Output should begin at the line holding "Expected: one point per instance of the pink" and end at the last line of the entries; print those lines verbatim and no others.

+++ INPUT +++

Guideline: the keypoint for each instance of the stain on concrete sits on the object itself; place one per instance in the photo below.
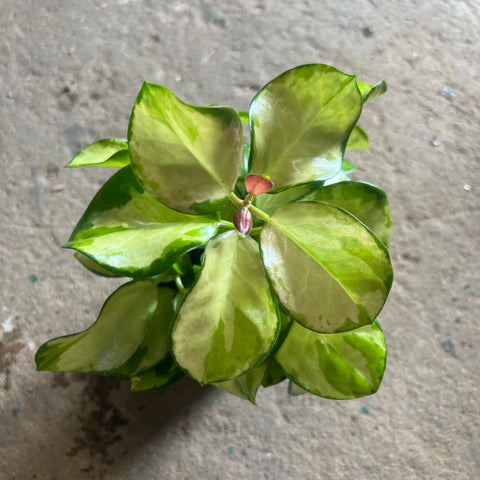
(9, 349)
(99, 420)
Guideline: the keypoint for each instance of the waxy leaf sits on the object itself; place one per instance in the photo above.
(273, 374)
(187, 157)
(295, 390)
(370, 92)
(154, 347)
(257, 184)
(128, 232)
(328, 269)
(358, 139)
(116, 335)
(342, 176)
(228, 322)
(112, 152)
(300, 124)
(270, 202)
(157, 378)
(339, 366)
(247, 385)
(93, 266)
(364, 201)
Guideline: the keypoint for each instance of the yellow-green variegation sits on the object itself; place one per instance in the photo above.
(340, 366)
(228, 322)
(127, 231)
(187, 157)
(110, 342)
(300, 123)
(251, 263)
(328, 269)
(364, 201)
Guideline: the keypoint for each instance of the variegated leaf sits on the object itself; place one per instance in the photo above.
(364, 201)
(154, 347)
(228, 322)
(128, 232)
(300, 123)
(112, 152)
(339, 366)
(187, 157)
(370, 92)
(358, 139)
(116, 335)
(247, 385)
(159, 377)
(328, 269)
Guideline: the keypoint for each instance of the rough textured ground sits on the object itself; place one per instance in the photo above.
(69, 75)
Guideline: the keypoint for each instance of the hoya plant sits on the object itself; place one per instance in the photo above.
(246, 264)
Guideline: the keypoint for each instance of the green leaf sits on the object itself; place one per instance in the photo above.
(154, 347)
(228, 322)
(274, 373)
(187, 157)
(269, 202)
(157, 378)
(364, 201)
(243, 117)
(111, 152)
(300, 123)
(369, 93)
(295, 390)
(358, 139)
(118, 332)
(328, 269)
(342, 176)
(128, 232)
(340, 366)
(93, 266)
(245, 386)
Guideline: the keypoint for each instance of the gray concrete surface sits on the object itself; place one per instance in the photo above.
(69, 75)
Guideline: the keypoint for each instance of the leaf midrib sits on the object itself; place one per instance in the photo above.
(308, 125)
(300, 245)
(177, 131)
(222, 307)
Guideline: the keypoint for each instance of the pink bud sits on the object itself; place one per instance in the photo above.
(257, 184)
(242, 219)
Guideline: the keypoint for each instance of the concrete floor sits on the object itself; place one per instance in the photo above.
(69, 75)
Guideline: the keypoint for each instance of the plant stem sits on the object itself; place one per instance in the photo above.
(256, 211)
(260, 213)
(236, 200)
(179, 283)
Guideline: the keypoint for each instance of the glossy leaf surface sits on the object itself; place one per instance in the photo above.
(94, 267)
(128, 232)
(187, 157)
(154, 347)
(112, 152)
(116, 335)
(366, 202)
(358, 139)
(274, 373)
(228, 322)
(300, 123)
(157, 378)
(328, 269)
(339, 366)
(247, 385)
(270, 202)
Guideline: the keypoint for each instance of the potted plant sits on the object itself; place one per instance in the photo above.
(247, 264)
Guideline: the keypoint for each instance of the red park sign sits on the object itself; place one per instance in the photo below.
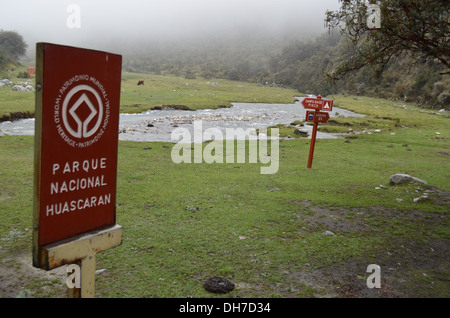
(318, 103)
(76, 140)
(316, 116)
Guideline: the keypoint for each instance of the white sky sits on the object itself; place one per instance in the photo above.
(108, 20)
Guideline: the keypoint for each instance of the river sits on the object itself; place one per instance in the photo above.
(158, 125)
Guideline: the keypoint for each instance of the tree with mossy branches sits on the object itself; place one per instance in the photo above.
(12, 47)
(419, 29)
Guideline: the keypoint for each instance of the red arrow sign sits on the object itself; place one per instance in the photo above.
(318, 103)
(315, 116)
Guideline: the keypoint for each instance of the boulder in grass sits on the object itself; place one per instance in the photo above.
(218, 285)
(400, 178)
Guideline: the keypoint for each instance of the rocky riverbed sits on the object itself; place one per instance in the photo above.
(158, 125)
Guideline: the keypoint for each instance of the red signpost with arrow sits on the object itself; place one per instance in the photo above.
(316, 116)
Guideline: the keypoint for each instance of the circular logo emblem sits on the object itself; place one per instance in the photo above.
(81, 111)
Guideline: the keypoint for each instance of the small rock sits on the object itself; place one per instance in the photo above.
(218, 285)
(400, 178)
(420, 199)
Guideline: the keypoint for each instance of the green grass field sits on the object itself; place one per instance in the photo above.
(163, 91)
(185, 223)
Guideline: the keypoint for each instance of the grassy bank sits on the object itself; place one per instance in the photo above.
(161, 91)
(189, 222)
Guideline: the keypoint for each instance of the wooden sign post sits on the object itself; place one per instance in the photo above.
(316, 116)
(76, 140)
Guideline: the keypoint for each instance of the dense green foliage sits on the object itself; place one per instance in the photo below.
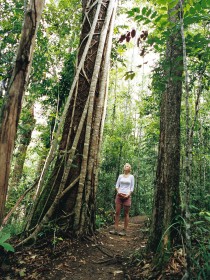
(131, 130)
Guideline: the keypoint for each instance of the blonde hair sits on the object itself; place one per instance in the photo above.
(125, 165)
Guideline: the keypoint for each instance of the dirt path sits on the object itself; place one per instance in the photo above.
(103, 257)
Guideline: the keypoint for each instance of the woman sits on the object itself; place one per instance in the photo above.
(124, 187)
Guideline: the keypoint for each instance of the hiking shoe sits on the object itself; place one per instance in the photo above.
(114, 232)
(122, 233)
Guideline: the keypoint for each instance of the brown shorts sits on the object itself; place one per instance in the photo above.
(124, 202)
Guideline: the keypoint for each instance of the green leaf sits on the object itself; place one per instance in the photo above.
(207, 218)
(144, 11)
(172, 4)
(4, 237)
(136, 10)
(148, 12)
(8, 247)
(139, 18)
(153, 15)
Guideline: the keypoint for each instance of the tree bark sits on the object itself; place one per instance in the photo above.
(166, 208)
(28, 125)
(10, 111)
(69, 194)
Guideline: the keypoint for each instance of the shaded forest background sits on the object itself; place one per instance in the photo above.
(132, 123)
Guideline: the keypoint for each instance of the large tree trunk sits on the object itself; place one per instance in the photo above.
(167, 196)
(10, 111)
(27, 125)
(69, 195)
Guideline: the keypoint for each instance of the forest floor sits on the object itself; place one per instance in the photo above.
(102, 257)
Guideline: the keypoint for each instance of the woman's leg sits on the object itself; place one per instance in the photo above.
(117, 215)
(126, 218)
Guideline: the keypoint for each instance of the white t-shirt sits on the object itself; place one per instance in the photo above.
(124, 184)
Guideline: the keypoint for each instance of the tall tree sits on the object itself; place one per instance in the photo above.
(167, 207)
(69, 194)
(11, 107)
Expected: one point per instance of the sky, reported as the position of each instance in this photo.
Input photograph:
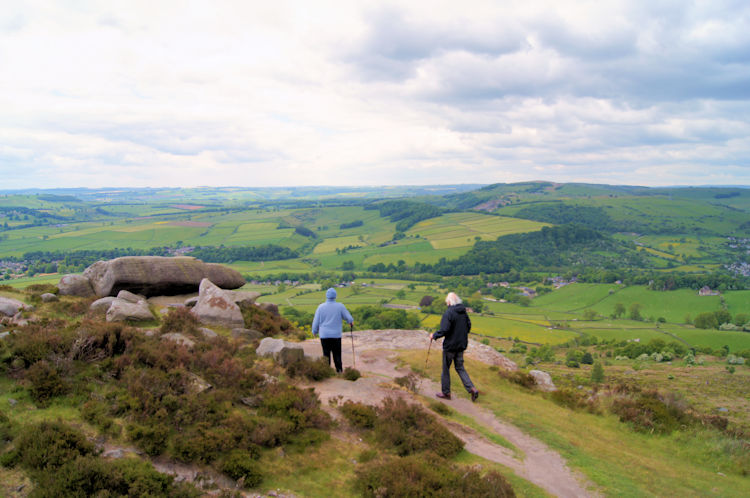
(345, 93)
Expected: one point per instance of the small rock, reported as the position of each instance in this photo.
(102, 305)
(543, 381)
(130, 297)
(208, 333)
(180, 339)
(247, 334)
(116, 453)
(282, 351)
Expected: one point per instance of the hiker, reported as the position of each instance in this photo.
(454, 326)
(327, 324)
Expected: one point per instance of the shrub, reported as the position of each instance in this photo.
(429, 476)
(359, 414)
(5, 429)
(352, 374)
(597, 373)
(569, 398)
(409, 381)
(440, 408)
(317, 369)
(301, 407)
(40, 340)
(90, 476)
(47, 446)
(180, 320)
(650, 411)
(410, 429)
(98, 340)
(268, 323)
(46, 382)
(240, 464)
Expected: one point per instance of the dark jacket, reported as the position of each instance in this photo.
(454, 326)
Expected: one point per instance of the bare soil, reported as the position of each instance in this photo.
(376, 360)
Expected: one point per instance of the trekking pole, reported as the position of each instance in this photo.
(428, 353)
(351, 331)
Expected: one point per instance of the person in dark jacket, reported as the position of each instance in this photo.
(454, 326)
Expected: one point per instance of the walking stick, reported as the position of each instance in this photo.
(354, 358)
(428, 353)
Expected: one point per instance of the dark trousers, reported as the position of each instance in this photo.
(332, 346)
(445, 379)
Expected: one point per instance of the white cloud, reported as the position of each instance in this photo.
(361, 93)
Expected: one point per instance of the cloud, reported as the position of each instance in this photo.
(360, 93)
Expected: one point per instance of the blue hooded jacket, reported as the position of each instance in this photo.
(328, 316)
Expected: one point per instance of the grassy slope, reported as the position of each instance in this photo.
(620, 461)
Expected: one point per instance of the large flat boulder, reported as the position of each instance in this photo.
(216, 307)
(158, 275)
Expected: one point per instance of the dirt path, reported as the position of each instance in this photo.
(375, 358)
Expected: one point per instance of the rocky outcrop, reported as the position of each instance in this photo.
(244, 297)
(246, 334)
(543, 381)
(121, 311)
(270, 307)
(180, 339)
(75, 285)
(216, 307)
(102, 305)
(282, 351)
(157, 275)
(10, 307)
(130, 297)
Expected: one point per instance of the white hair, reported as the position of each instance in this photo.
(452, 299)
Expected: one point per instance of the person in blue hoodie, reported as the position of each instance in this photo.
(327, 324)
(454, 326)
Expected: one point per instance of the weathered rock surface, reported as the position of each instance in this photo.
(543, 381)
(75, 285)
(282, 351)
(196, 384)
(102, 305)
(208, 333)
(157, 275)
(121, 310)
(247, 334)
(180, 339)
(130, 297)
(10, 307)
(48, 297)
(216, 307)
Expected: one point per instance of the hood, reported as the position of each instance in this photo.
(459, 308)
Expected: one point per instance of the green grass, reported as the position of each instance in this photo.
(620, 461)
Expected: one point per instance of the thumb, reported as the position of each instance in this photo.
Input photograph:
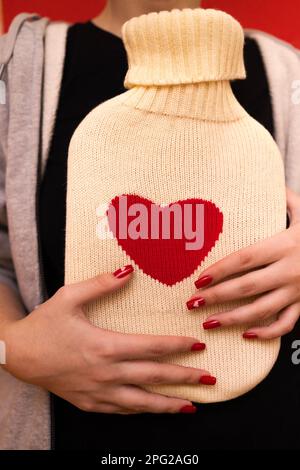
(293, 205)
(83, 292)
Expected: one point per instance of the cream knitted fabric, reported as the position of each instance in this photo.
(177, 136)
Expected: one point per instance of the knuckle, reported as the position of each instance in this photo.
(191, 376)
(103, 282)
(64, 294)
(157, 350)
(106, 350)
(245, 259)
(156, 377)
(139, 408)
(86, 405)
(248, 288)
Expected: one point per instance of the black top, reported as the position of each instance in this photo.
(266, 417)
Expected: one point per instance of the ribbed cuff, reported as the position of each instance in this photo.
(183, 46)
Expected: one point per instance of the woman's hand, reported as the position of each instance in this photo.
(275, 275)
(57, 348)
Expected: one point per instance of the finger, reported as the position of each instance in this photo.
(248, 285)
(83, 292)
(141, 401)
(147, 372)
(282, 326)
(260, 254)
(107, 408)
(131, 346)
(293, 205)
(263, 307)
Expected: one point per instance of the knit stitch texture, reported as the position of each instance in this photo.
(178, 135)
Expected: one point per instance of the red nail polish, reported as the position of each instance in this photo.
(198, 347)
(208, 325)
(249, 335)
(203, 281)
(207, 380)
(188, 409)
(122, 272)
(195, 303)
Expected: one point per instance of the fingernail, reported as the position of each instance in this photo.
(203, 281)
(207, 380)
(209, 325)
(249, 335)
(188, 409)
(198, 347)
(195, 303)
(122, 272)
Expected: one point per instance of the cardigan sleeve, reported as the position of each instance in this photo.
(7, 272)
(282, 63)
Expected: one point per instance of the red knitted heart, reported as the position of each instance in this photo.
(165, 256)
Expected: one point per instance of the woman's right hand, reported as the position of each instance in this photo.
(57, 348)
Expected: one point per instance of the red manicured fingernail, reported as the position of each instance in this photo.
(195, 303)
(203, 281)
(198, 347)
(188, 409)
(207, 380)
(122, 272)
(209, 325)
(249, 335)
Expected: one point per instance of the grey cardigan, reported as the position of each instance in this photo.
(32, 55)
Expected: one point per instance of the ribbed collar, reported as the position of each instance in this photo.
(183, 46)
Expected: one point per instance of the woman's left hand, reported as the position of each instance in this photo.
(275, 275)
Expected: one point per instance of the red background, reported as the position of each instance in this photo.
(275, 16)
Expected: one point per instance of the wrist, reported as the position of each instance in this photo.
(6, 341)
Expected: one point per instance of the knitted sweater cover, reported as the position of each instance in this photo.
(177, 144)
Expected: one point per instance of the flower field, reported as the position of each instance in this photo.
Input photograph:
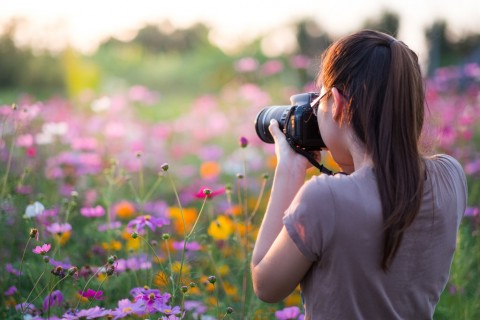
(107, 214)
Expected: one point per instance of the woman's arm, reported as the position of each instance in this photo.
(277, 264)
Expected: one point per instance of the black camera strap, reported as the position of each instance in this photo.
(308, 155)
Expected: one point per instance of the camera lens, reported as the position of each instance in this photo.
(262, 121)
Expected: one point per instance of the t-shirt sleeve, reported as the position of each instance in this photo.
(455, 175)
(310, 219)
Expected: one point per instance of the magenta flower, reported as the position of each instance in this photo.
(152, 299)
(288, 313)
(12, 270)
(93, 212)
(42, 249)
(92, 294)
(126, 308)
(11, 291)
(34, 210)
(140, 222)
(206, 192)
(92, 313)
(53, 299)
(59, 228)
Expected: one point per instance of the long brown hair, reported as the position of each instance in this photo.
(381, 79)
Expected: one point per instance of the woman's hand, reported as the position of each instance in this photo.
(287, 157)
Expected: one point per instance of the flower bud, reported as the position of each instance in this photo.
(110, 270)
(212, 279)
(243, 142)
(33, 233)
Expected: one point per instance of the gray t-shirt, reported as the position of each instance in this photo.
(336, 222)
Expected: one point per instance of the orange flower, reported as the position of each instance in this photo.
(189, 214)
(209, 170)
(124, 209)
(294, 299)
(221, 228)
(235, 210)
(132, 244)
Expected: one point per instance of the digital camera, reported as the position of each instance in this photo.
(297, 122)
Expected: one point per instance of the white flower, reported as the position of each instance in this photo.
(34, 210)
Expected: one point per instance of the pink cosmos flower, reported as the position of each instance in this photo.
(92, 313)
(11, 291)
(42, 249)
(203, 192)
(12, 270)
(53, 299)
(92, 212)
(59, 228)
(92, 294)
(139, 223)
(191, 246)
(288, 313)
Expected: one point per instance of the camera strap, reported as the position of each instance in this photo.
(308, 155)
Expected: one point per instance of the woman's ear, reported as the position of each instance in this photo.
(339, 103)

+++

→ EXPECTED ANSWER
Expected: one point per instance of the pink cosmos flower, reported as the position of each instance in this photo.
(92, 313)
(11, 291)
(42, 249)
(203, 192)
(12, 270)
(53, 299)
(92, 212)
(59, 228)
(92, 294)
(139, 223)
(191, 246)
(288, 313)
Expected: one point per instance of the camera strap, reported as the position of each instance in this photo.
(308, 155)
Expected: one point per instance of the woman's ear, reported as the position of each instance in this photo.
(339, 103)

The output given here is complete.